[STATED EXERCISE]
Rewrite the material below as a numbered list, one line per item, leaving out the blank lines.
______
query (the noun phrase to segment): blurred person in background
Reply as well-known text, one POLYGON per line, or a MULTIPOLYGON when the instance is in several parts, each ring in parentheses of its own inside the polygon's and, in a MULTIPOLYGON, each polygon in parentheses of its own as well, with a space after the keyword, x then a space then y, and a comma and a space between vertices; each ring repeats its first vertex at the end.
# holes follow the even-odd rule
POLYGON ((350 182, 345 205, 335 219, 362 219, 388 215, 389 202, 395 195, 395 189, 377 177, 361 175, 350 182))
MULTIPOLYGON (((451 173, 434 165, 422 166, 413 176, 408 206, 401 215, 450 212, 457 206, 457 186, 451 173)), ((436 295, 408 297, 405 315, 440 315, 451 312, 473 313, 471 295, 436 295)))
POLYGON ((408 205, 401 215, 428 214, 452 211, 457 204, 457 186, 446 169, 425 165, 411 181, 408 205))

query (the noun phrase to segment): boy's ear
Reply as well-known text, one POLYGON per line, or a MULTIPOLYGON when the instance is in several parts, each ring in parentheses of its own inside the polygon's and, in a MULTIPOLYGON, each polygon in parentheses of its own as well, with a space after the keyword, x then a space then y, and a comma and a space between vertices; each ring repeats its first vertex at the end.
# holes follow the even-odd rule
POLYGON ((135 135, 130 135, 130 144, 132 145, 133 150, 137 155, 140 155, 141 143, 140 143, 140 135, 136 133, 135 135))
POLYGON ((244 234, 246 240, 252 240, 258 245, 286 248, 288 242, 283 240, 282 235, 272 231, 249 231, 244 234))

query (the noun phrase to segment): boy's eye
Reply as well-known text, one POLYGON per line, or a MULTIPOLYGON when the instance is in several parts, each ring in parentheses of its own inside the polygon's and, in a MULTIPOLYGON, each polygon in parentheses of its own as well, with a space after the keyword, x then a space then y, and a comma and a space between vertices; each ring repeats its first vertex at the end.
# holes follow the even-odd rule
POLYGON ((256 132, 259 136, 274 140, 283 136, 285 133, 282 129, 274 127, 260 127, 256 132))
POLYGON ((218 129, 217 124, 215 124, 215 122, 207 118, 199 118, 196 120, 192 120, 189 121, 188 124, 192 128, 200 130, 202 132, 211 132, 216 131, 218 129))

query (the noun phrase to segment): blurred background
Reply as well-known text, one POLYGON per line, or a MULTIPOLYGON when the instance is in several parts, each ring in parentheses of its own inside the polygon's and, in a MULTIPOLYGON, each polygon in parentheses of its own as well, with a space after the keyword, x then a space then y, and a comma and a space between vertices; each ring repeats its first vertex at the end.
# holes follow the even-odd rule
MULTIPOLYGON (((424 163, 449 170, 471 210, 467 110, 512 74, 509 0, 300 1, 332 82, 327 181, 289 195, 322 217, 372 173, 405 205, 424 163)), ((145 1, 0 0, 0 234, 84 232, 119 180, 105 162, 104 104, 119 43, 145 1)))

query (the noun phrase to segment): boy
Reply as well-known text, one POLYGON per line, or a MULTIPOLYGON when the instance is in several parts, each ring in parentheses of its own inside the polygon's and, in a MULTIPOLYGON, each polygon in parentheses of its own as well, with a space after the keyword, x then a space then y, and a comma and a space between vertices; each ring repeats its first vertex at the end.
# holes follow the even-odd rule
______
[WRITTEN SOLUTION]
1. query (the noun phrase to segment): blurred person in background
2. Reply as well-known text, one POLYGON per line, or a MULTIPOLYGON when the instance is in several parts, each ring in parentheses of its own inside the polygon's and, in a MULTIPOLYGON, each polygon in parentheses of its own as well, with a space after the keyword, x then a space then y, and a comma and a space between vertices; each ring repeats its first vertex at the end.
3. # holes follow the even-odd rule
4. POLYGON ((350 182, 345 205, 335 219, 362 219, 388 215, 389 202, 395 195, 395 189, 377 177, 361 175, 350 182))
5. MULTIPOLYGON (((451 173, 434 165, 422 166, 413 176, 408 206, 401 215, 450 212, 457 206, 457 186, 451 173)), ((436 295, 408 297, 405 315, 440 315, 451 312, 473 313, 471 295, 436 295)))
6. POLYGON ((408 205, 401 215, 428 214, 452 211, 457 204, 457 186, 446 169, 425 165, 411 181, 408 205))
7. query (the noun phrase to segment): boy's ear
8. Reply as well-known text, one POLYGON per line, or a MULTIPOLYGON when the instance is in several parts, each ring in parentheses of its own inside the polygon's and, in a MULTIPOLYGON, each polygon in parentheses of its own as well, with a space after the keyword, x then a space then y, and a comma and a space between vertices; each ring repeats its first vertex at the end.
9. # holes follow the even-odd rule
10. POLYGON ((135 135, 130 135, 130 144, 132 145, 133 150, 137 155, 140 155, 141 143, 140 143, 140 135, 136 133, 135 135))
11. POLYGON ((244 234, 246 240, 252 240, 258 245, 286 248, 288 242, 283 240, 282 235, 272 231, 249 231, 244 234))
12. query (the noun phrase to segment): boy's eye
13. Reply as well-known text, one POLYGON per line, or a MULTIPOLYGON when the instance is in several parts, each ring in parentheses of its own inside the polygon's and, in a MULTIPOLYGON, each polygon in parentheses of its own as well, with a space after the keyword, x then a space then y, and a comma and a space between vertices; each ring repeats its first vertex at the end.
14. # holes follow the even-odd rule
15. POLYGON ((256 132, 259 136, 274 140, 283 136, 285 133, 282 129, 274 127, 260 127, 256 132))
16. POLYGON ((218 129, 217 124, 215 124, 215 122, 207 118, 199 118, 196 120, 192 120, 189 121, 188 124, 192 128, 200 130, 202 132, 211 132, 216 131, 218 129))
17. query (the noun phrase to segment): blurred background
18. Reply as well-known text, one POLYGON per line, or a MULTIPOLYGON when the instance is in several parts, each ring in parentheses of its own inside the polygon's and, in a MULTIPOLYGON, each polygon in parentheses of its own as well, with a space after the keyword, x then a space then y, and a comma and a space between vertices; each ring repeats its first vertex at the end.
19. # holes follow the even-odd rule
20. MULTIPOLYGON (((424 163, 449 170, 471 210, 467 110, 512 74, 509 0, 300 1, 332 82, 327 181, 289 195, 322 217, 372 173, 405 205, 424 163)), ((145 1, 0 0, 0 234, 84 232, 119 180, 105 162, 104 104, 119 43, 145 1)))
21. query (the noun phrase to segment): boy
22. Reply as well-known text, one POLYGON per line, or a MULTIPOLYGON when the instance is in several parts, each ring in parentheses of its own inside the polygon's and, in a MULTIPOLYGON, each polygon in parentheses of its own as well, with a space after the keyword, x then a space then y, and a comma and a space between vertices; each ring repeats its first vertex at the end.
23. # holes follow the even-odd rule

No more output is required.